You run through a quick perhaps even haphazard battery of tests, and everything looks fine. You know Dave’s fixes work.

You close your laptop, and go back to bed.

The next morning at work, everyone’s busy fixing bugs. No one even mentions the problems that arose in the middle of the night. This is the status quo.

~

While it may seem depressing, many on-line businesses will find this scenario familiar. It is not an edge or extreme case. When teams create complex software and a lot of hastily released code, they end up with something called “technical debt.” In essence, technical debt is releasing something (and it can be anything -  from software, to a car, to food in a restaurant) that can work most of the time, but is likely to be returned.

When teams release software with a lot of technical debt, a few things happen. First, the team becomes unhappy, knowing that they've released a questionable product and that bugs are going to come back. Second, if the bugs are numerous and severe (causing outages like those in the story) heroes show up to save the day.

====

● Directions
[1] Reproduce the passage on technical debt word for word, starting at "You close your" and ending at "to be returned.".
[2] From the passage on technical debt, restate the paragraph beginning "When teams release software with a lot of technical debt" as a short list.

● Dataset content
====

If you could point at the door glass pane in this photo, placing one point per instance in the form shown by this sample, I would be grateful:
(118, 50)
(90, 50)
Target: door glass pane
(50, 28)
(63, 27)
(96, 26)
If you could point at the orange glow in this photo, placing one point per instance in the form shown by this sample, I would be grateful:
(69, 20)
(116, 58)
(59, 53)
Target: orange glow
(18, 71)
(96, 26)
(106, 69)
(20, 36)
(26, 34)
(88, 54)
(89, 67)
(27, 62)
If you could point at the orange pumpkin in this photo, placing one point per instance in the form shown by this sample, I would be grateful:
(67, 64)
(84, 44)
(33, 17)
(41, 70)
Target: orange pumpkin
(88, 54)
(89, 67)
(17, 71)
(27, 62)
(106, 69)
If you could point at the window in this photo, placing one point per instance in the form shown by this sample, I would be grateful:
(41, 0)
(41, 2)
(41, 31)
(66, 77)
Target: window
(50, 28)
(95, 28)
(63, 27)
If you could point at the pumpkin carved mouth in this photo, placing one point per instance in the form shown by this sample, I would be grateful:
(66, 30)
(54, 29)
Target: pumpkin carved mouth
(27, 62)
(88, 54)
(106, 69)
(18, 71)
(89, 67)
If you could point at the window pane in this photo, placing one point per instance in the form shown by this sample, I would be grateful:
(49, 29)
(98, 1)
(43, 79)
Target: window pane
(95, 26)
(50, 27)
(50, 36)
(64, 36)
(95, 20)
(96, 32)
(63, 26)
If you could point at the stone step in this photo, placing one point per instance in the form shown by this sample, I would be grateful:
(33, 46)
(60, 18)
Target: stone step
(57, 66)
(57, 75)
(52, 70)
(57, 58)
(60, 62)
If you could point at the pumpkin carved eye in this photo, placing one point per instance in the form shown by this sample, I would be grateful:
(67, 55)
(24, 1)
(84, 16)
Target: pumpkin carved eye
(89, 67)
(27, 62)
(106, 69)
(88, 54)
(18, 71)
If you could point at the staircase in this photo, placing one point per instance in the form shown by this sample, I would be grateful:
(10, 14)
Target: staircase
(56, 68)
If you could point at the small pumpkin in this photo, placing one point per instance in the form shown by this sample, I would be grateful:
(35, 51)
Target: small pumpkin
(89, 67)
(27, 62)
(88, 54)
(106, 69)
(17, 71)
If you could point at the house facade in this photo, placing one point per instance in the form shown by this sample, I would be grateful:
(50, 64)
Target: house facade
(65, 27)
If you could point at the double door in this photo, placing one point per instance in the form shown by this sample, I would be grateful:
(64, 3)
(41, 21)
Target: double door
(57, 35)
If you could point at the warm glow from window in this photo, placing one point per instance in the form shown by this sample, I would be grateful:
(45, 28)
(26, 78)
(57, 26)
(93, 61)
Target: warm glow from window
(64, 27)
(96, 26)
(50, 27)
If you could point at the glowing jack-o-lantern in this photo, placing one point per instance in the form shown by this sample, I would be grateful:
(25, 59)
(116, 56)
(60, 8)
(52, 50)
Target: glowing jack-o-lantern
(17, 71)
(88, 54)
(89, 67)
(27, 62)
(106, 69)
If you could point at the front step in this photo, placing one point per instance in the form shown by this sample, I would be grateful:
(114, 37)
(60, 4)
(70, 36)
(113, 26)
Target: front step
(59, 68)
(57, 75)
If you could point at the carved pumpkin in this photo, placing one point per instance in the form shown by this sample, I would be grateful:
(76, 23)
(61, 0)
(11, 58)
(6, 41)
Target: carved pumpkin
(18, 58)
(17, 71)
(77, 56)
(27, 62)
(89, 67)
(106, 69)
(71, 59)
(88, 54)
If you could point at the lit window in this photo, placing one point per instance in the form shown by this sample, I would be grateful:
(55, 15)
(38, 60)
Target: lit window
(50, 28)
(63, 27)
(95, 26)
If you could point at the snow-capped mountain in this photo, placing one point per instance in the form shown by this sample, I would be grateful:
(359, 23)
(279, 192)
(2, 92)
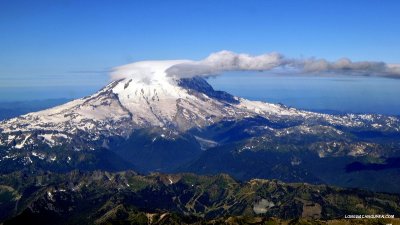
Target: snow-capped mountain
(168, 108)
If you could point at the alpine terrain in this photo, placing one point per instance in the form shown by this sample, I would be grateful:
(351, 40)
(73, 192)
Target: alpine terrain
(154, 122)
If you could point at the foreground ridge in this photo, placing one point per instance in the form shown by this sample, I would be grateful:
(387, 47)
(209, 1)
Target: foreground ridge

====

● Answers in order
[1]
You close your laptop, and go back to bed.

The next morning at work, everyone’s busy fixing bugs. No one even mentions the problems that arose in the middle of the night. This is the status quo.

~

While it may seem depressing, many on-line businesses will find this scenario familiar. It is not an edge or extreme case. When teams create complex software and a lot of hastily released code, they end up with something called “technical debt.” In essence, technical debt is releasing something (and it can be anything -  from software, to a car, to food in a restaurant) that can work most of the time, but is likely to be returned.

[2]
When teams release software with a lot of technical debt:
- The team becomes unhappy, knowing it has released a questionable product and that bugs will come back.
- If the bugs are numerous and severe enough to cause outages, heroes show up to save the day.